## start MATERIAL
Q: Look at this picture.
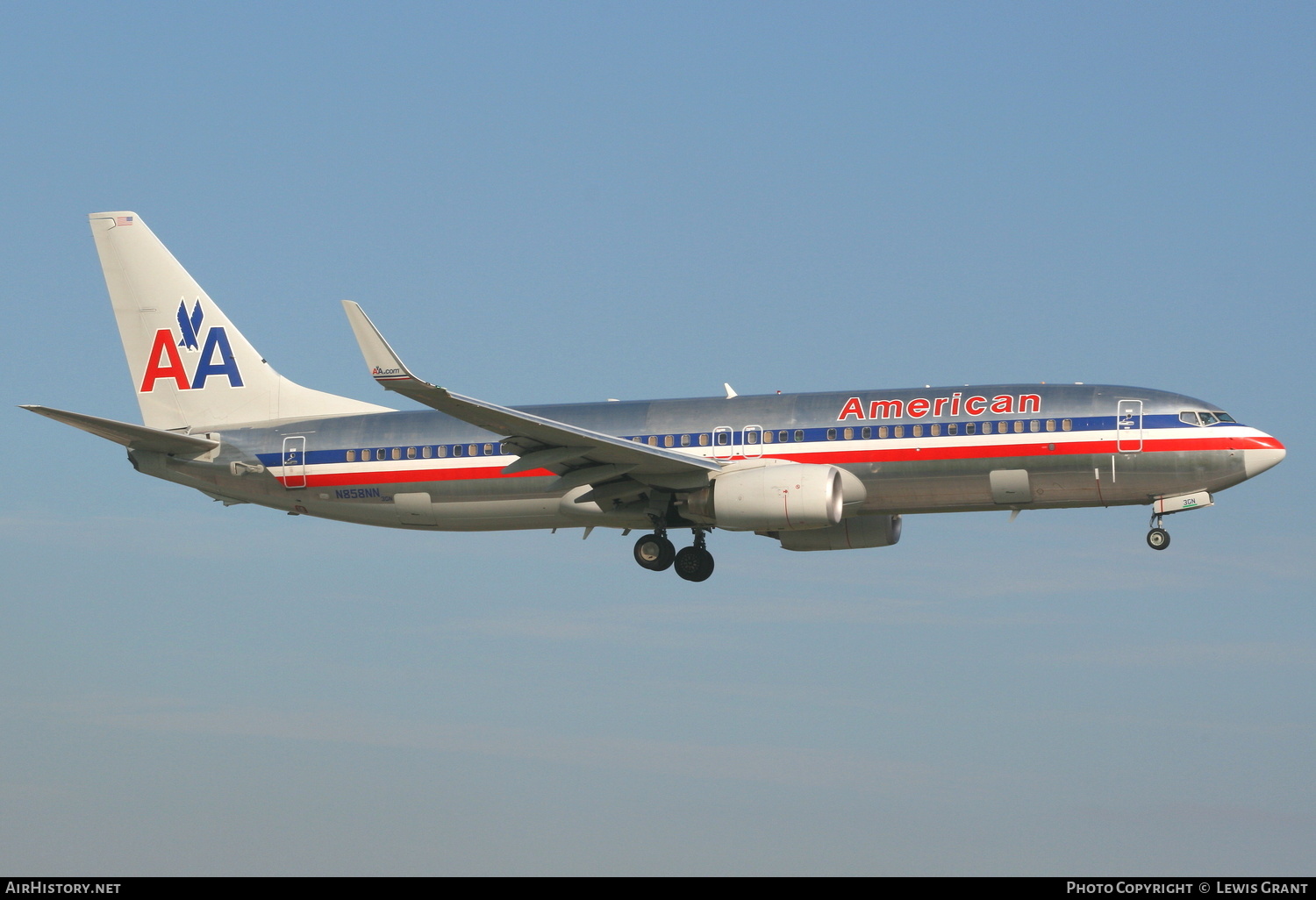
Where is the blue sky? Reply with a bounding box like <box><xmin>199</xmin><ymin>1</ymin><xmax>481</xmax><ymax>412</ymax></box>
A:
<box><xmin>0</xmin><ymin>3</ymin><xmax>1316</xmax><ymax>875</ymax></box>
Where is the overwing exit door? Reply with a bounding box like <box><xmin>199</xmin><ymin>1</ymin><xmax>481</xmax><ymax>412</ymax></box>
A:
## end MATERIAL
> [SET EXERCISE]
Without the pictures, retype the whole of the material above exactly.

> [RESPONSE BELOW]
Q: Look at this picture.
Where is the blue sky? Reply with a bounding box like <box><xmin>199</xmin><ymin>1</ymin><xmax>481</xmax><ymax>412</ymax></box>
A:
<box><xmin>0</xmin><ymin>3</ymin><xmax>1316</xmax><ymax>875</ymax></box>
Where is the overwing exit door? Reply with a bounding box like <box><xmin>199</xmin><ymin>1</ymin><xmax>481</xmax><ymax>412</ymax></box>
A:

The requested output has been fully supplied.